== ZADANIE PISEMNE ==
W zapisach poniżej zmień „multi-lane highway” na „wide expressway” i przepisz wszystko od wiersza z „For the AR heads-up display, mark where the green” w dół aż do wiersza z „98,107,205,199”, resztę zostawiając bez zmian.

== MATERIAŁ DO ZADANIA ==
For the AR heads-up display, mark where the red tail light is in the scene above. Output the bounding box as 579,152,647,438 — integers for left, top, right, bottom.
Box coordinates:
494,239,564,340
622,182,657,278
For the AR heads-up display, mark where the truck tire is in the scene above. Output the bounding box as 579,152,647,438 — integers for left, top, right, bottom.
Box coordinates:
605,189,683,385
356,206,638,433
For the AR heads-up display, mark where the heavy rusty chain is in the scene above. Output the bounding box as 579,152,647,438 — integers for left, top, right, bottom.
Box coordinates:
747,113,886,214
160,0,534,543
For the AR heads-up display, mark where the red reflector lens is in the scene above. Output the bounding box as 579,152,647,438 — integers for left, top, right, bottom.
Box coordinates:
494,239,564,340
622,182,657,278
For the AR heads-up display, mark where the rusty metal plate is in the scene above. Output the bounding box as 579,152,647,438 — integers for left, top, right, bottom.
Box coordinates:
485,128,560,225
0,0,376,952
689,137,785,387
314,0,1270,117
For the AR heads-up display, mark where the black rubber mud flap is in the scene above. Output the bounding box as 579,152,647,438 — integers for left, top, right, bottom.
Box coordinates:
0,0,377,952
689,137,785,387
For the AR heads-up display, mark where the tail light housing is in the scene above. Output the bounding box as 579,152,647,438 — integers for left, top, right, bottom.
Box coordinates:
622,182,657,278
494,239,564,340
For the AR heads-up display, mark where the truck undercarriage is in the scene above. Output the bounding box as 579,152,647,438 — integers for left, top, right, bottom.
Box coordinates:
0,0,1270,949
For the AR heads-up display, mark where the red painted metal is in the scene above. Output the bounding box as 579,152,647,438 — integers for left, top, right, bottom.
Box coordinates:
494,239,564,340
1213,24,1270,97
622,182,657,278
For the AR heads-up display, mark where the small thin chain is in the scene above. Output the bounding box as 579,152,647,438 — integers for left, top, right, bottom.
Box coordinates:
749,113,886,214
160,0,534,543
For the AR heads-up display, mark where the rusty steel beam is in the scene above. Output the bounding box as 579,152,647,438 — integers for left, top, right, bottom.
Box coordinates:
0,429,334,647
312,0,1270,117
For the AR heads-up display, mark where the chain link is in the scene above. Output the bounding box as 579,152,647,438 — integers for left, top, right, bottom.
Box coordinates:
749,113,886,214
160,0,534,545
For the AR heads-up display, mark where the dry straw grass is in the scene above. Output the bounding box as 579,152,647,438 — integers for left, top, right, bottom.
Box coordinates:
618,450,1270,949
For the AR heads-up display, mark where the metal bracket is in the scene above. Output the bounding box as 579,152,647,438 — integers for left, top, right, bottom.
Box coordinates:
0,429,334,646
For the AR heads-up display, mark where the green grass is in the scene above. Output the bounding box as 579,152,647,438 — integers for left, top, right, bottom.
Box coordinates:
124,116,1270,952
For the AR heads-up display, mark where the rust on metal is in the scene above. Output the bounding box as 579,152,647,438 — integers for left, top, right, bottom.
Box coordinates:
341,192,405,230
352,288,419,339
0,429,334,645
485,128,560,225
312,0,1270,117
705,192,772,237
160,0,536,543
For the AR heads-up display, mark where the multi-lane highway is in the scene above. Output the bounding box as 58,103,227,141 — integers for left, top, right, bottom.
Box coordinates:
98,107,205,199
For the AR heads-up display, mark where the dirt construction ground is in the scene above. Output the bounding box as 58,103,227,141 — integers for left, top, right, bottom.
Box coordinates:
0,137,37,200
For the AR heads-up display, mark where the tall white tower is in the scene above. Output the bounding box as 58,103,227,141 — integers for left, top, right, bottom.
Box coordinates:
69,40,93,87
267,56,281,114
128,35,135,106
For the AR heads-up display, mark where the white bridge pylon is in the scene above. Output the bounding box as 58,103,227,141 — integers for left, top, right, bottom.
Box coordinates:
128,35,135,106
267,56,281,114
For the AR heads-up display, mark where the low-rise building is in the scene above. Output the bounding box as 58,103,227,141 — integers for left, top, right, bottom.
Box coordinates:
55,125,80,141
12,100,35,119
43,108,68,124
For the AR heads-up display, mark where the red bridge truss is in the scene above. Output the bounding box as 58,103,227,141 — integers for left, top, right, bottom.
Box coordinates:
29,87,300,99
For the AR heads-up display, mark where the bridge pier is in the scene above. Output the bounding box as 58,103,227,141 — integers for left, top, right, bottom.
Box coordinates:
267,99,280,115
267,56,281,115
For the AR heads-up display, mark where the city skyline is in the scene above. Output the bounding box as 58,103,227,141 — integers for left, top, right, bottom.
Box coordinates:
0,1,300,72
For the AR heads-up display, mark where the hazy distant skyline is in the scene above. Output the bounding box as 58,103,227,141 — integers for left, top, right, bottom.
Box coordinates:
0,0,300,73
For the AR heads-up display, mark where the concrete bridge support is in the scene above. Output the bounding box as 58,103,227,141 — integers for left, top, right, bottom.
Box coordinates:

== PRZYKŁADOWE ROZWIĄZANIE ==
For the AR heads-up display, mark where the green grass is in the scene above. Output the bounding box as 579,152,647,438 — integers for left, top, right, bottom.
Box coordinates:
124,116,1270,952
For the AR heads-up display, mark where the rust on metal is in the scene above. Output the bounding box as 579,152,647,438 — integers for left, top, right, bottom.
Box coordinates:
341,192,405,230
352,288,419,339
0,429,334,645
485,128,560,225
312,0,1270,117
705,192,772,237
160,0,536,543
For the AR heads-up display, mark where the wide expressway is in the scene above. Output the bounding box as 58,103,227,141 — integers for left, top, right, bottom.
Box coordinates:
98,107,205,199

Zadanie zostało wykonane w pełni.